He echado en falta posicionamientos públicos de las asociaciones y colectivos de hombres por la igualdad, de quienes siempre nos apuntamos a entrevistas y reportajes televisivos. Tal vez hemos quedado tan agotados de hacer terapias de grupo que nos han faltado fuerzas para aportar al debate público otra manera de posicionarnos en cuanto sujetos varones, de contrarrestar el creciente discurso neomachista, de evidenciar que de ninguna manera somos cómplices de eso que Miguel Lorente llama "refundación del machismo". Tal vez estamos demasiado ocupados en impartir nuestros posgrados y másteres, en escribir textos ansiosos de aplauso, que hemos olvidado nuestra responsabilidad cívica. Un olvido imperdonable en un momento tan crítico para el futuro de la igualdad y, por tanto, para la autonomía y el bienestar de las mujeres.

Información proporcionada:
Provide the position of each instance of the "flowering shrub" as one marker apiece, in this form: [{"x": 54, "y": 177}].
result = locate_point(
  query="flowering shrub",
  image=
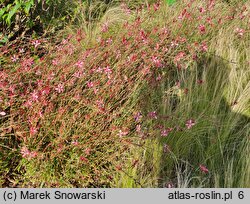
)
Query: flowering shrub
[{"x": 78, "y": 111}]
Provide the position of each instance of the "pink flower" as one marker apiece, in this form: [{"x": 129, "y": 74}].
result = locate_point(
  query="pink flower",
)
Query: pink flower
[
  {"x": 55, "y": 62},
  {"x": 190, "y": 123},
  {"x": 60, "y": 88},
  {"x": 138, "y": 128},
  {"x": 79, "y": 64},
  {"x": 240, "y": 31},
  {"x": 21, "y": 50},
  {"x": 84, "y": 159},
  {"x": 204, "y": 47},
  {"x": 107, "y": 70},
  {"x": 203, "y": 168},
  {"x": 90, "y": 84},
  {"x": 25, "y": 152},
  {"x": 75, "y": 143},
  {"x": 46, "y": 90},
  {"x": 202, "y": 10},
  {"x": 179, "y": 56},
  {"x": 36, "y": 43},
  {"x": 87, "y": 151},
  {"x": 166, "y": 148},
  {"x": 34, "y": 96},
  {"x": 202, "y": 29},
  {"x": 105, "y": 27},
  {"x": 33, "y": 154},
  {"x": 2, "y": 113},
  {"x": 138, "y": 116},
  {"x": 156, "y": 61},
  {"x": 14, "y": 58},
  {"x": 164, "y": 133},
  {"x": 152, "y": 115},
  {"x": 122, "y": 133},
  {"x": 33, "y": 130}
]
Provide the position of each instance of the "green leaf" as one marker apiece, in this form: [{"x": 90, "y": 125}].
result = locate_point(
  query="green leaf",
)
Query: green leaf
[{"x": 12, "y": 12}]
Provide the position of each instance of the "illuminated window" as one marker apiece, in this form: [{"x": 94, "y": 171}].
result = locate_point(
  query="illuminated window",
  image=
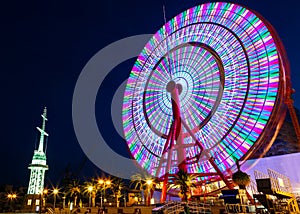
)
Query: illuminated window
[{"x": 29, "y": 202}]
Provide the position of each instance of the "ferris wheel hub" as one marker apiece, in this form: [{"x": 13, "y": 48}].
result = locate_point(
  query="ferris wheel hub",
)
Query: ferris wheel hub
[{"x": 172, "y": 85}]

Qué se pide: Prolonga el texto sobre el silencio de los colectivos de hombres por la igualdad a partir de su última frase.

Respuesta al ejercicio:
Solo espero a estas alturas que aprovechemos los últimos días de campaña para llevar a los espacios en que nos movemos habitualmente la necesidad de votar con un pie en el pasado y con otro en el futuro. Abrazados a la memoria democrática y a la genealogía feminista de una parte, y comprometidos con el mundo que le vamos a dejar a nuestros hijos y a nuestras hijas de otra. Sabedores de que no existen opciones partidistas ideales o excelentes, pero sí que hay sustanciales y evidentes diferencias entre los proyectos políticos de unas y de otras. Quizás todavía hoy, tras más de cuarenta años de democracia, no somos conscientes del valor que tiene nuestro voto, del poder que supone su ejercicio, de la responsabilidad que conlleva meter una papeleta en la urna. Ojalá el próximo 23 de julio nuestra cita electoral sea el primer paso para una praxis mucho más comprometida – incómoda, pedagógica, con las luces largas puestas como dice Clara Serra – con los horizontes utópicos que representa el feminismo. Una revolución que no puede permitirse el lujo de que ganen espacio y poder quienes en nombre de la libertad no tienen ningún reparo en sacrificar la igualdad.